Your objective :: Among the entries below, find the line with "Need: one point per instance of the group", then quote it and each following line up to and including the line with "Target: clock face on tower", and nothing else.

··· Exercise data

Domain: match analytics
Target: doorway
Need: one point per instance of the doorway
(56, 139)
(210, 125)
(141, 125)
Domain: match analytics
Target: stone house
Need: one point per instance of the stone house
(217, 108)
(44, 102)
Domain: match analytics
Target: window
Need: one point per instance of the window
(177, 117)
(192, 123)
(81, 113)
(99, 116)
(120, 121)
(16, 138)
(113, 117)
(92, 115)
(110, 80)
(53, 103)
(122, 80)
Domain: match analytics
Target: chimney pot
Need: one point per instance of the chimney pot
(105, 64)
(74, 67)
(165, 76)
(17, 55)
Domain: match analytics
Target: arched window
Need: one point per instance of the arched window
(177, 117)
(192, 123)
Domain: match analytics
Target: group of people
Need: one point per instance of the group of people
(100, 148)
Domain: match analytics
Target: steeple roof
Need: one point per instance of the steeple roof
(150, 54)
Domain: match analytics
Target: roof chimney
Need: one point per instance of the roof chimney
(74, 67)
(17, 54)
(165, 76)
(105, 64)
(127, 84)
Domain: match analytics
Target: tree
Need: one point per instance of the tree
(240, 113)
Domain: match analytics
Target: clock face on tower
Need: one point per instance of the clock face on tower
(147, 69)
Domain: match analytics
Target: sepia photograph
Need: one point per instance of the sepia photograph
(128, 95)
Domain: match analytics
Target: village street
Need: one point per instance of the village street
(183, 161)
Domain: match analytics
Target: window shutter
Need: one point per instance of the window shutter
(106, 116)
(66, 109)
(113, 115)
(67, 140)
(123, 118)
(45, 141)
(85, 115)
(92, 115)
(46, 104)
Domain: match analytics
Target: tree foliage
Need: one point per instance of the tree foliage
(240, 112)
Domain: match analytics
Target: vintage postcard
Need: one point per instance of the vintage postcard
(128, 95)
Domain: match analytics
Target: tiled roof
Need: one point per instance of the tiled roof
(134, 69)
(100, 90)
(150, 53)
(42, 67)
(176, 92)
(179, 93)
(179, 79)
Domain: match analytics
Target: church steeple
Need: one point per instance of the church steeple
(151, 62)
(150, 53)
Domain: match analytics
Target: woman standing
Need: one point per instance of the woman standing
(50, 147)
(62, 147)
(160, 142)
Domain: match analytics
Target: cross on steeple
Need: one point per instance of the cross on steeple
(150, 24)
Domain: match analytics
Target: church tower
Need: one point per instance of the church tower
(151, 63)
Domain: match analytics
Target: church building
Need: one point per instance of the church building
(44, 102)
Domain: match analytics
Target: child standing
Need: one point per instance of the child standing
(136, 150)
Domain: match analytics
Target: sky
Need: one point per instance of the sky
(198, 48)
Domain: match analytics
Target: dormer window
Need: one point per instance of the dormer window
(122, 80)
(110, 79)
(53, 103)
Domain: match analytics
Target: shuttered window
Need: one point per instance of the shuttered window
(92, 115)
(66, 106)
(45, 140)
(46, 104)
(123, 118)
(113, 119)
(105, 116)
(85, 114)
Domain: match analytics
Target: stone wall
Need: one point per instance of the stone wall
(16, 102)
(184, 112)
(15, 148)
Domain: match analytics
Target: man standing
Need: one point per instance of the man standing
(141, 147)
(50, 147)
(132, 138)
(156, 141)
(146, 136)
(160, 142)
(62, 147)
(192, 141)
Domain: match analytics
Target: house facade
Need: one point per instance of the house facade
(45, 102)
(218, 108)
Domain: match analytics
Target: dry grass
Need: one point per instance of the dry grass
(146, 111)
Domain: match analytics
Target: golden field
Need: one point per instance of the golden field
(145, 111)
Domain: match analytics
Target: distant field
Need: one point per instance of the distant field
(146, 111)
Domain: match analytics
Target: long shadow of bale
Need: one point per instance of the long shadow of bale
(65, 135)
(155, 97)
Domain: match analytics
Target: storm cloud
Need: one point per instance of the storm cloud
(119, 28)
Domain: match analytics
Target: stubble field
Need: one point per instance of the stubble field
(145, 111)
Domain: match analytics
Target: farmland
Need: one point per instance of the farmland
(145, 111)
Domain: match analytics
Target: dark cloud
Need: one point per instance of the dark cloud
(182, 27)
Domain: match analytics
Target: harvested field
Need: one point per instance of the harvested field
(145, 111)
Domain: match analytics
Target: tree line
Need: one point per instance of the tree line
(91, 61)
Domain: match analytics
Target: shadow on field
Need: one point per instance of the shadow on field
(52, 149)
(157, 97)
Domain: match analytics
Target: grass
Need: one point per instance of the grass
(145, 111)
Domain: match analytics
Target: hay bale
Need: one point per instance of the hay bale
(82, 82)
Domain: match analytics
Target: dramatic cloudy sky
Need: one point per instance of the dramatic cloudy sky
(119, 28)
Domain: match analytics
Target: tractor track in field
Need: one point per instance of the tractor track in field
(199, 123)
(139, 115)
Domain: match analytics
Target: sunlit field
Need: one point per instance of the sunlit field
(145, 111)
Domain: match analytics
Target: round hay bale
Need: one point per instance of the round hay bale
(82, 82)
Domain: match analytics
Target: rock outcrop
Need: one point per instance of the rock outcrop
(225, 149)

······

Answer below ::
Need: one point per instance of the group of people
(100, 148)
Domain: match analytics
Target: steeple roof
Need: one point per instance of the steeple roof
(150, 54)
Domain: match analytics
Target: roof chimney
Need: one point per instance of the roof chimney
(74, 67)
(17, 54)
(165, 76)
(105, 64)
(127, 84)
Domain: match analytics
Target: tree
Need: one point per instance of the tree
(240, 113)
Domain: match analytics
Target: clock face on tower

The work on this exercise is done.